GIVEN TASK 1
Answer the following questions using the article on 400G Ethernet.
(a) On what date was the article published?
(b) How many major hyperscalers and cloud builders does the article mention?
(c) How many ports of switching does the article say are up for grabs from 2017 through 2021?
GIVEN TASK 2
Retype the passage of the article on 400G Ethernet between "Knowing that there" and "to get clever.", inclusive.

==== PAGE EXCERPT ====

Flattening Networks – And Budgets – With 400G Ethernet
January 20, 2018 Timothy Prickett Morgan
If it were not for the insatiable bandwidth needs of the twenty major hyperscalers and cloud builders, it is safe to say that the innovation necessary to get Ethernet switching and routing up to 200 Gb/sec or 400 Gb/sec might not have been done at the fast pace that the industry as been able to pull off.
Knowing that there are 100 million ports of switching up for grabs among these companies from 2017 through 2021 – worth tens of billions of dollars per year in revenues – is a strong motivator to get clever.

==== STORED ROWS ====

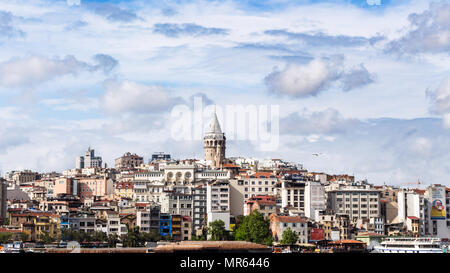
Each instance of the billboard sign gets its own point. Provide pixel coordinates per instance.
(335, 235)
(438, 203)
(317, 234)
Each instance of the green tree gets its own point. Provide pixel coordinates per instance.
(112, 240)
(5, 237)
(217, 230)
(289, 237)
(152, 236)
(254, 228)
(23, 236)
(198, 238)
(46, 238)
(133, 238)
(99, 236)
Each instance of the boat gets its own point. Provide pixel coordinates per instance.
(411, 245)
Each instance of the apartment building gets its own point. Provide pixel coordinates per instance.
(357, 202)
(414, 203)
(3, 199)
(186, 228)
(260, 183)
(177, 203)
(199, 207)
(128, 161)
(149, 219)
(278, 224)
(438, 216)
(264, 204)
(24, 177)
(95, 186)
(82, 222)
(218, 202)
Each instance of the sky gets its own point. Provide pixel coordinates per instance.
(365, 84)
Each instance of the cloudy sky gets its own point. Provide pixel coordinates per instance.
(365, 85)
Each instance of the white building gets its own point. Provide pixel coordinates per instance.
(218, 202)
(315, 198)
(413, 203)
(89, 160)
(439, 206)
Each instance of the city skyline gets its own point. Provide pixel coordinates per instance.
(107, 75)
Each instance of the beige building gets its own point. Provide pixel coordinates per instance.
(128, 161)
(214, 144)
(358, 203)
(278, 224)
(23, 177)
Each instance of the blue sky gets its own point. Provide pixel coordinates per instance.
(368, 86)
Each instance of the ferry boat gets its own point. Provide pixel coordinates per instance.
(411, 245)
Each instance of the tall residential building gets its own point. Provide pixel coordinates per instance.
(438, 216)
(160, 156)
(176, 203)
(218, 202)
(3, 197)
(22, 177)
(89, 160)
(413, 203)
(128, 161)
(214, 144)
(359, 203)
(199, 207)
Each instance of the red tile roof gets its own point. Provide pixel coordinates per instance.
(230, 166)
(288, 219)
(347, 242)
(186, 218)
(266, 174)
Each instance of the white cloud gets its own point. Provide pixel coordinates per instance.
(303, 80)
(19, 72)
(429, 31)
(440, 97)
(128, 96)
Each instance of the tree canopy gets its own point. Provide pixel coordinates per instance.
(217, 231)
(254, 228)
(289, 237)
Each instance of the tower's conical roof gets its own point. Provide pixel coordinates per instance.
(214, 126)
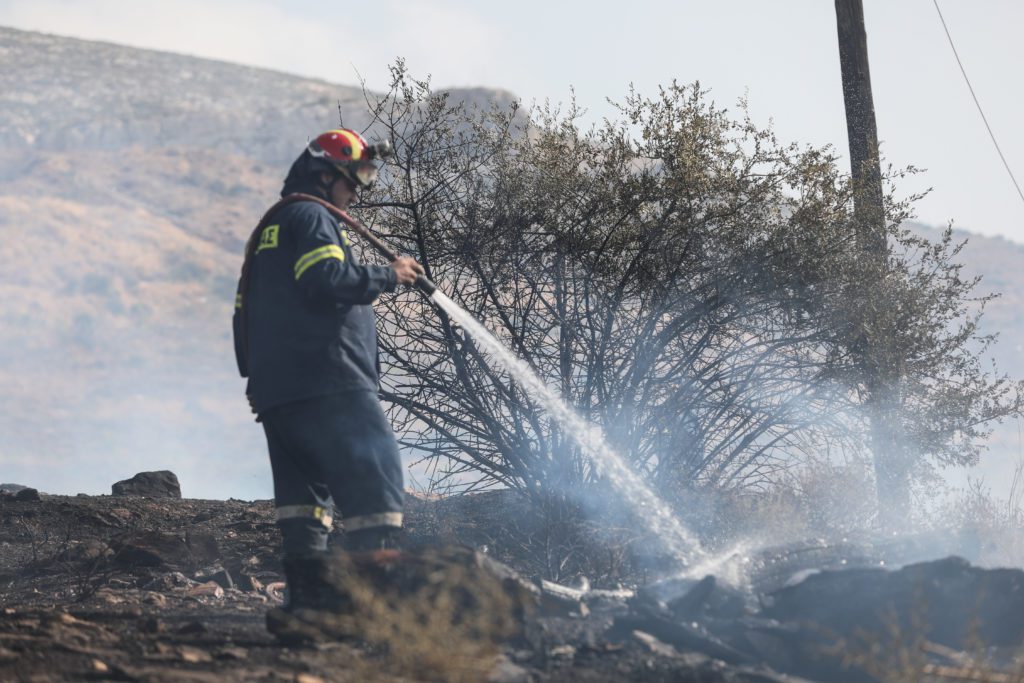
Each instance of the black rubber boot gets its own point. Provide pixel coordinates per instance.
(313, 596)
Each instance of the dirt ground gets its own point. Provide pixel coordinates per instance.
(136, 589)
(126, 589)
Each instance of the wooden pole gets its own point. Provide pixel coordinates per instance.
(879, 359)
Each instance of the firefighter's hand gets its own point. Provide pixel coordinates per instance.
(407, 269)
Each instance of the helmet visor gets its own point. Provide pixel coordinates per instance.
(364, 173)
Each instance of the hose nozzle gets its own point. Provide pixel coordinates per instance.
(425, 285)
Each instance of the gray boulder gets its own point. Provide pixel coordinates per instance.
(150, 484)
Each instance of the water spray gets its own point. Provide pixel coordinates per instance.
(678, 541)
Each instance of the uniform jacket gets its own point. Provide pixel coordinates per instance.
(311, 329)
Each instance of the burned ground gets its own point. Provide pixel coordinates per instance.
(136, 589)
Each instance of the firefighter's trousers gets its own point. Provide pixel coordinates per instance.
(332, 451)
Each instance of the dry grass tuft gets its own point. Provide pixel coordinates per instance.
(438, 615)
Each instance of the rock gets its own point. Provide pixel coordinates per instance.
(150, 484)
(653, 644)
(231, 652)
(160, 549)
(505, 671)
(250, 584)
(958, 603)
(173, 581)
(26, 495)
(216, 573)
(195, 655)
(684, 637)
(150, 625)
(562, 652)
(193, 628)
(208, 590)
(91, 549)
(709, 598)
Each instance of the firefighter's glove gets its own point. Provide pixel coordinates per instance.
(252, 406)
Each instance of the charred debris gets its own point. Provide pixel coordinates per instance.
(145, 586)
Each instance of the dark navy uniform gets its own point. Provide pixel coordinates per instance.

====

EXERCISE SOLUTION 1
(a) January 20, 2018
(b) Twenty
(c) 100 million

EXERCISE SOLUTION 2
Knowing that there are 100 million ports of switching up for grabs among these companies from 2017 through 2021 – worth tens of billions of dollars per year in revenues – is a strong motivator to get clever.